■ WHAT IS EXPECTED
Continue the forum thread on choosing a stylus for mono records, starting after its final post and before the data that follows it.

■ SELECTED PASSAGE
Around November, I plan to purchase a Jelco tonearm for my modified Thorens TD 160 and after that, will be looking to upgrade to a higher end mono cartridge. However, I don't see that they're would be a viable solution to the stylus dilemma given that I will only have one tonearm. I do by the way own a collection of early mono records but would like to find a cartridge that better crosses over between my vintage pressings and my reissues. Any help is greatly appreciated. Thanks!
My take on this is that re-issues and late sixties original mono records are cut with narrow groove, and as such a modern stylus profile is optimal for reproduction even if only in mono. To that end, I’ve gone with the Audio-Technica VM540ML and it’s mono sibling, doing a mix
and match, taking the microline stylus from the VM540ML stereo body and putting on the mono cartridge body to play mono records. This limits me to just narrow groove records though. On a related note, I have yet to see a perfectly definitive way to identify exactly when mono record production in wide groove format stopped and narrow groove production started. Any ideas on that would be most welcomed. 
Goofyfoot, There is a lot of information on this subject available on the internet, but no matter how much knowledge you acquire (and I do recommend that you acquire more than you have already), there will always be some gray areas and areas where knowledgeable persons disagree with each other.  If you go to the Miyajima website, English version of course, and read what they have to say about how their cartridges should be used, that would be a good place to start.  If memory serves, they recommend a 1.0mil conical stylus for older original mono recordings. 0.7mil conical for later recordings, mono LPs into the mid-to-late 1950s.  I don't recall what they recommend for modern mono re-issues, but I am confident 0.7mil would work.  I am also sure that Sleepwalker's choice works too.  With only one tonearm on one turntable, you're going to have to decide what compromises you want to make.  Also, search on this site and on Vinyl Asylum and Vinyl Engine for more info.
Lewm, I'm not ignorant, rather I'm keeping my post simple. I've found this Ortofon website to break things down more but still question whether or not a microcline stylus would be ideal for pressings from both the 1950's and the 2000's.

There has to be a valid reason why Miyajima chooses a conical stylus and why Lyra incorporates a microcline stylus.
@goofyfoot, have you searched the Analog Planet website for info on this subject? Michael Fremer is really up on these issues, so I would start there.

■ RECORD EXCERPTS
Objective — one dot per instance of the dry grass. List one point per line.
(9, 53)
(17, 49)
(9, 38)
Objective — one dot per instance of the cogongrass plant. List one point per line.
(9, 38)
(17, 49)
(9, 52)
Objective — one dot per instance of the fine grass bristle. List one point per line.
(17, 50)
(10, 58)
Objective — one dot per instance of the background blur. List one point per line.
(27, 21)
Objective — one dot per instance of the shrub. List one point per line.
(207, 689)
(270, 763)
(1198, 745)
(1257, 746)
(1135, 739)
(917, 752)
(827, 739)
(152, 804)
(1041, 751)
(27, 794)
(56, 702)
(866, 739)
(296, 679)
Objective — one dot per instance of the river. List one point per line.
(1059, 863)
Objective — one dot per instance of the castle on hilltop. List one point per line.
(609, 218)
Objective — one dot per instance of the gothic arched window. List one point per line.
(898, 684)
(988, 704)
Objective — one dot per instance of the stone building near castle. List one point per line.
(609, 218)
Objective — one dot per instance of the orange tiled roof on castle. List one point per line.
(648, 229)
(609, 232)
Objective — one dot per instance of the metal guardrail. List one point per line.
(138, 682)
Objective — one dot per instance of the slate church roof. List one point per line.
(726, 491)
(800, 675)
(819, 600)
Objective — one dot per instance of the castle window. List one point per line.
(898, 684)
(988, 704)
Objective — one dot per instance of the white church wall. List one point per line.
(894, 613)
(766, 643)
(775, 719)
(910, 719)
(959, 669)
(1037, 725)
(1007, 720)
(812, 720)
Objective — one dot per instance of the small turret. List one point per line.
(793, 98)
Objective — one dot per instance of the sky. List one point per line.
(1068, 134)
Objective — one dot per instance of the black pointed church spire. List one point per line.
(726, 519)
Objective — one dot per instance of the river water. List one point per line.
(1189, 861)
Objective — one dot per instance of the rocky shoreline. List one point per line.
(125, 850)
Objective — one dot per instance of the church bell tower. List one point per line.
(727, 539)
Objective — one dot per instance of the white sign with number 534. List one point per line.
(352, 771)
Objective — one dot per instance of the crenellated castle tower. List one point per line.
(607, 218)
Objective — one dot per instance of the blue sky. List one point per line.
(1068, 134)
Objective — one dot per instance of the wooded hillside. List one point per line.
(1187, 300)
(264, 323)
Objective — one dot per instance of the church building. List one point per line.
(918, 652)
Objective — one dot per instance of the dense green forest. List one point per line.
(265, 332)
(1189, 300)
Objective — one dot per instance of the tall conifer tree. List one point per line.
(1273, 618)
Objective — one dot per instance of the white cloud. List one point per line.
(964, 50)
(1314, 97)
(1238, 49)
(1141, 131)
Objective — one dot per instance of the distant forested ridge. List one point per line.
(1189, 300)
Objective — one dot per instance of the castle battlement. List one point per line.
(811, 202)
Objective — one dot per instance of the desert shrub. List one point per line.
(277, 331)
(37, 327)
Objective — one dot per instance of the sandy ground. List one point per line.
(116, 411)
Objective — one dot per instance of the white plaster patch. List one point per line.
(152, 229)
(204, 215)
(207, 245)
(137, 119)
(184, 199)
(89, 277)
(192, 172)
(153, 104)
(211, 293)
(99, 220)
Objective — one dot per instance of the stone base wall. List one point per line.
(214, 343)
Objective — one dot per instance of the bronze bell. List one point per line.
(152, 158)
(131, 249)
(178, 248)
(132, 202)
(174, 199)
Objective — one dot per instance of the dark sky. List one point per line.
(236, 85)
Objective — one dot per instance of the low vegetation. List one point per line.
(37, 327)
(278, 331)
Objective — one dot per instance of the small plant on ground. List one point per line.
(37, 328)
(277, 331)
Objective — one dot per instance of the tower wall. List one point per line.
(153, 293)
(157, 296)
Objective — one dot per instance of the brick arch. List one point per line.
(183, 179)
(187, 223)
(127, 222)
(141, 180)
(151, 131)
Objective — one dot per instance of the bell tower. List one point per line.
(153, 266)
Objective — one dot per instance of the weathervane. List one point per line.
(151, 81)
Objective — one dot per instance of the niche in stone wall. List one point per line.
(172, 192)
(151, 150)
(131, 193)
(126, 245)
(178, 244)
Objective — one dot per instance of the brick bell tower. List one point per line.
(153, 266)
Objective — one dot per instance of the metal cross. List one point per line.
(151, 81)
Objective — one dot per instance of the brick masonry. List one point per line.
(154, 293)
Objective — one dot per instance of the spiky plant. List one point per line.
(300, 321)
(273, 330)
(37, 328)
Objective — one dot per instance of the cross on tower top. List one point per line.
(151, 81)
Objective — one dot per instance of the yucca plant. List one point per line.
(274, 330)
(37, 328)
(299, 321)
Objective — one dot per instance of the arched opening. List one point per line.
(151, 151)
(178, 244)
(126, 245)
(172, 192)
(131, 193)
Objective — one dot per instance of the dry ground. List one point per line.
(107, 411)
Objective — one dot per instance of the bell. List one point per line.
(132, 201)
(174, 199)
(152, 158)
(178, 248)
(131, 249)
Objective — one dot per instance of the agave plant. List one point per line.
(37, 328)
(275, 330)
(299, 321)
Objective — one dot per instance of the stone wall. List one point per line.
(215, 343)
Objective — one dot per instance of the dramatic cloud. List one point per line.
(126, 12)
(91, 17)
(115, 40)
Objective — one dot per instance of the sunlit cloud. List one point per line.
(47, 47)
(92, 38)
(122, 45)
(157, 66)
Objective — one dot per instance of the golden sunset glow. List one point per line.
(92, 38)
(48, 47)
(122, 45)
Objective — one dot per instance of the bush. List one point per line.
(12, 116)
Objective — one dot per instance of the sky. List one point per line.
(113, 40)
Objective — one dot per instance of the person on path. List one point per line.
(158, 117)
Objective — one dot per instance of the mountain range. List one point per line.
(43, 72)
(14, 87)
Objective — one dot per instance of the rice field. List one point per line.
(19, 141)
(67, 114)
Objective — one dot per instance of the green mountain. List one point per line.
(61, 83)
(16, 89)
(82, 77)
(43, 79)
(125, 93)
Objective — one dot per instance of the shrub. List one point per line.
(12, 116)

■ EXERCISE RESPONSE
 One reason for the use of exotic shaped styluses in modern mono cartridges is practicality. Most modern mono cartridges are actually stereo cartridges that are bridged internally to create a mono output in two channels. So, it is very easy for any manufacturer to create a new mono cartridge by that method. Miyajima is one of only a very few that builds mono cartridges from scratch; their mono cartridges do not react to vertical deflection of the cantilever at all. Lyra achieves the same goal by re-orienting the coils such that the output is mono. After much digging I was able to ascertain that Ortofon mono cartridges are created by internal bridging of a stereo cartridge. Their website is misleading on that subject. However in my opinion there’s nothing wrong with that approach. If you have a mono mode switch on your preamp, that works too.
+1 on lewm's comment: if you want to play 'everything' you'll need a few different mono carts. (Archivists often have considerably more)

That said 'modern' monos will sound better with a modern stylii profile for many of the same reasons stereo records do.
Since you are adding an arm with removeable headshell plan on getting two carts.

(As an aside if you want to mess with SPU carts or other heavy-low compliance carts take a look at the Audiocreative Groovemaster II as well as the jelco you have in mind)
Or you could buy one mono cartridge specifically for vintage (up to very early 50s or late 40s, I am guessing) original mono LPs with a 1.0mil conical stylus (if you have a large number of such records), and use a mono mode switch with a stereo cartridge for the rest. I have none of those early mono LPs, and I bought a Shelter 501 mk2 mono cartridge to play the mono LPs that I do own, last year. However, I am so satisfied with just using the mono mode switch that I have yet to mount the Shelter.
Using a mono switch is nill. Neither my phono amp or amp offers a mono switch.

Lewm, I am somewhat surprised to hear you say that the Ortofon Cadenza mono cartridge is a strapped stereo cartridge as Ortofon claims otherwise. What is your source that states otherwise?

Solypsa, the Groovemaster is out of my reach. However, someday in the future it might be possible. The Groovemaster reminds me of the Thomas Schick and it appears that both tonearms have a type of cartridge and playback in mind where it concerns their design. Which brings up another point; being that a particular mono cartridge and tonearm combination could be a perfect match depending on whether the cartridge is meant for vintage or contemporary pressings.

I'm beginning to think that the only true way of determining what stylus/cartridge type would be best would be to compare between them. However that is just plain impossible for me to do. What might be best for this post would be to hear from someone who actually owns and plays a variety of mono cartridges.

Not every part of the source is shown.